[Entries taken from a collection]

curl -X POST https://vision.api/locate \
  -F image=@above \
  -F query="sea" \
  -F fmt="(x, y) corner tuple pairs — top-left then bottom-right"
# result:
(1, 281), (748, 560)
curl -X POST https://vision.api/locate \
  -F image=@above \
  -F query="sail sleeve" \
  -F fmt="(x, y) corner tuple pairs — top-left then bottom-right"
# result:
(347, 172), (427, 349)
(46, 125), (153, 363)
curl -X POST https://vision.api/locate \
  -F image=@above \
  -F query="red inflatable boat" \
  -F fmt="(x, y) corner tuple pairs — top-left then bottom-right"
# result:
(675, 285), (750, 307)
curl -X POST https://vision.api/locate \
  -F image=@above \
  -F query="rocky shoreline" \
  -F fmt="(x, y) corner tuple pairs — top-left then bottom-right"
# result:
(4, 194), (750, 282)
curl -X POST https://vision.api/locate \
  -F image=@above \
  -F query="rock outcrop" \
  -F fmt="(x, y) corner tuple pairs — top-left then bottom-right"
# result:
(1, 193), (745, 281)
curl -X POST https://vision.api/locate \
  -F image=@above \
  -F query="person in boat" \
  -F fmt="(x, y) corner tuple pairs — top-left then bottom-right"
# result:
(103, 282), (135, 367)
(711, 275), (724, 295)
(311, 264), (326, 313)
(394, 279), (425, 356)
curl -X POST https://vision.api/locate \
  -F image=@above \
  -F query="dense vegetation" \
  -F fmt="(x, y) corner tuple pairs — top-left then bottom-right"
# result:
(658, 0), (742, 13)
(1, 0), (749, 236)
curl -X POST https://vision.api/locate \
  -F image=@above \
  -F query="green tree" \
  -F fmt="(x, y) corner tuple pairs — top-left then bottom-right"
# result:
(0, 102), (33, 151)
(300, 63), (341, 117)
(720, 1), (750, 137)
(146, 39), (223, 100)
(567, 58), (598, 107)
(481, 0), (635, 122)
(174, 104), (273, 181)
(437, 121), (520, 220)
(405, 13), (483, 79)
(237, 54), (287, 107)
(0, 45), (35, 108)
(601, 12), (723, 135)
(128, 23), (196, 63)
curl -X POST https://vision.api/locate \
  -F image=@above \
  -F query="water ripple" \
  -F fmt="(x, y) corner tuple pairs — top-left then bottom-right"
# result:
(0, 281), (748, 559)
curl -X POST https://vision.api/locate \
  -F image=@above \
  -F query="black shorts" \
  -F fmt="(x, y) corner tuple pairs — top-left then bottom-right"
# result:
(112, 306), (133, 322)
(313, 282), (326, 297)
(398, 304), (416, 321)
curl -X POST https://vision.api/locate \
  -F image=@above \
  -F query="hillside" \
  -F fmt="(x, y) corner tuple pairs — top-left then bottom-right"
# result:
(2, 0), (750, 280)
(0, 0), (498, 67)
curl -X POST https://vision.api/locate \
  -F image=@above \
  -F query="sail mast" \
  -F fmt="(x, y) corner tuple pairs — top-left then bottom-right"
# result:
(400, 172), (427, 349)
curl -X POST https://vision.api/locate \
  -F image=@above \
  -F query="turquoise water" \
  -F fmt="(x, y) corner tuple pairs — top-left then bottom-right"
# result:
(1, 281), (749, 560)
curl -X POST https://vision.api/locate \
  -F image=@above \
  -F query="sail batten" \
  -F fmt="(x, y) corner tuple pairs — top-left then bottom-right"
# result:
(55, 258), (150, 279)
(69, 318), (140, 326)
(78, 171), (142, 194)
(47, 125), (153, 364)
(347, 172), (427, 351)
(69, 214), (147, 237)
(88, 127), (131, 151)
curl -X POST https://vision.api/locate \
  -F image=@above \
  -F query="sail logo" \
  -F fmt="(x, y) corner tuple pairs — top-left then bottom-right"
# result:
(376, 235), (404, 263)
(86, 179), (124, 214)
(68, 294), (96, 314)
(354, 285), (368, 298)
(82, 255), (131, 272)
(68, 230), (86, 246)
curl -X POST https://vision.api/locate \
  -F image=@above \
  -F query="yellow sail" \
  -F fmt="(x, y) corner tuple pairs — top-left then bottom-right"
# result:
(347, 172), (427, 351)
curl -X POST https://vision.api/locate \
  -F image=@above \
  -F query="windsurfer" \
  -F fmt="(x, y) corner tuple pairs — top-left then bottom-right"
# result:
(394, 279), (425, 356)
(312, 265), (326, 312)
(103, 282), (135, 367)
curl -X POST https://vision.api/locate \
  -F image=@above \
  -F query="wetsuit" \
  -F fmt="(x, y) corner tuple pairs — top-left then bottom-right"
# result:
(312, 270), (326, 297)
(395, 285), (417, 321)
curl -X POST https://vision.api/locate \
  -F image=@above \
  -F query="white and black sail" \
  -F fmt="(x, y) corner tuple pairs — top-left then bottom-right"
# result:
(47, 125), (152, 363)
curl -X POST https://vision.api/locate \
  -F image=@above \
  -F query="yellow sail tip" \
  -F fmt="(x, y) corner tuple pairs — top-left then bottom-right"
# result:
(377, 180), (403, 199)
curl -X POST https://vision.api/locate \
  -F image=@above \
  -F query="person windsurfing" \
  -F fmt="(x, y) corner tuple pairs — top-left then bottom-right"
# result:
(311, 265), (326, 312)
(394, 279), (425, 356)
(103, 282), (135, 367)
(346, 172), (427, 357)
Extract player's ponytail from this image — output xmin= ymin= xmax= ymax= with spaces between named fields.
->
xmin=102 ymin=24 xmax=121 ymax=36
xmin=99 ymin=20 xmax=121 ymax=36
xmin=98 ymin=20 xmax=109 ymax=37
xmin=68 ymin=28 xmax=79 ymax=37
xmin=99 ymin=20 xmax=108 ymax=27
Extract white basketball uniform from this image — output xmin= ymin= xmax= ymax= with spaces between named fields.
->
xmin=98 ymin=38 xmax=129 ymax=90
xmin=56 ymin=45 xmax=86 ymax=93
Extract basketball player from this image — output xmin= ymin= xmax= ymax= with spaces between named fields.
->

**WHAT NEEDS TO BE DONE**
Where the word "basketball" appears in a line of the entries, copy that line.

**RESPONSE FOR THIS EXERCISE**
Extract white basketball uniform from this image — output xmin= ymin= xmax= ymax= with spaces between named fields.
Extract basketball player from this image — output xmin= ymin= xmax= ymax= with spaces between named fields.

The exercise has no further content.